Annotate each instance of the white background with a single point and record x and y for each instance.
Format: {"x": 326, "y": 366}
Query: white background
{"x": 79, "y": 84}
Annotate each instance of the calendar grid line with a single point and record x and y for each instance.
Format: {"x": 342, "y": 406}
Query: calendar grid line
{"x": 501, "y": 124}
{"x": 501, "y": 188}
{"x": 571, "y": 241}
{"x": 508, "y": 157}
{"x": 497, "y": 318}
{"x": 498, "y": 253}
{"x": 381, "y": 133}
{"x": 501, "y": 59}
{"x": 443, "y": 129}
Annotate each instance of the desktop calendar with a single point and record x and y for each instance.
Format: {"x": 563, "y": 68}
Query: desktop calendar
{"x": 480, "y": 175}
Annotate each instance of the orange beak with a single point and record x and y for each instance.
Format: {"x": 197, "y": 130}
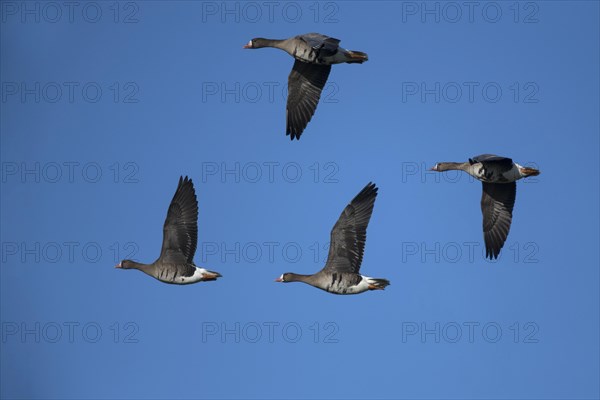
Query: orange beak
{"x": 526, "y": 171}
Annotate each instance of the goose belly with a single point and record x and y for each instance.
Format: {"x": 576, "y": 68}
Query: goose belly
{"x": 305, "y": 54}
{"x": 342, "y": 286}
{"x": 493, "y": 175}
{"x": 176, "y": 278}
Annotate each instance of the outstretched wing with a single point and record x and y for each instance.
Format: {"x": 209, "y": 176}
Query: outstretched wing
{"x": 305, "y": 84}
{"x": 497, "y": 202}
{"x": 324, "y": 45}
{"x": 502, "y": 163}
{"x": 349, "y": 233}
{"x": 180, "y": 232}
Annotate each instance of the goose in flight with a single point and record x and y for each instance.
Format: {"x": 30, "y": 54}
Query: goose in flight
{"x": 341, "y": 272}
{"x": 314, "y": 54}
{"x": 180, "y": 237}
{"x": 499, "y": 176}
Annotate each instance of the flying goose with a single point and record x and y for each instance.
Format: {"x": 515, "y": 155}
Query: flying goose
{"x": 314, "y": 54}
{"x": 499, "y": 176}
{"x": 341, "y": 272}
{"x": 180, "y": 238}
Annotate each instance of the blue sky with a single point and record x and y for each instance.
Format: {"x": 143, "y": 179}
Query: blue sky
{"x": 104, "y": 107}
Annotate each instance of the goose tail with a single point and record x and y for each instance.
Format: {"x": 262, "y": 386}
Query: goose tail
{"x": 209, "y": 275}
{"x": 356, "y": 57}
{"x": 377, "y": 283}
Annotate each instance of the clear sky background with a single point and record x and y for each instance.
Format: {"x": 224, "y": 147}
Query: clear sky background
{"x": 105, "y": 105}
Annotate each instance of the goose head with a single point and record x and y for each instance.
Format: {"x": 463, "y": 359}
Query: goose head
┄┄┄┄┄┄┄┄┄┄┄┄┄┄┄┄┄┄┄┄
What lines of the material above contain "head"? Return each of them.

Annotate each instance of the goose head with a single point and record x and y for each instance.
Query: goose head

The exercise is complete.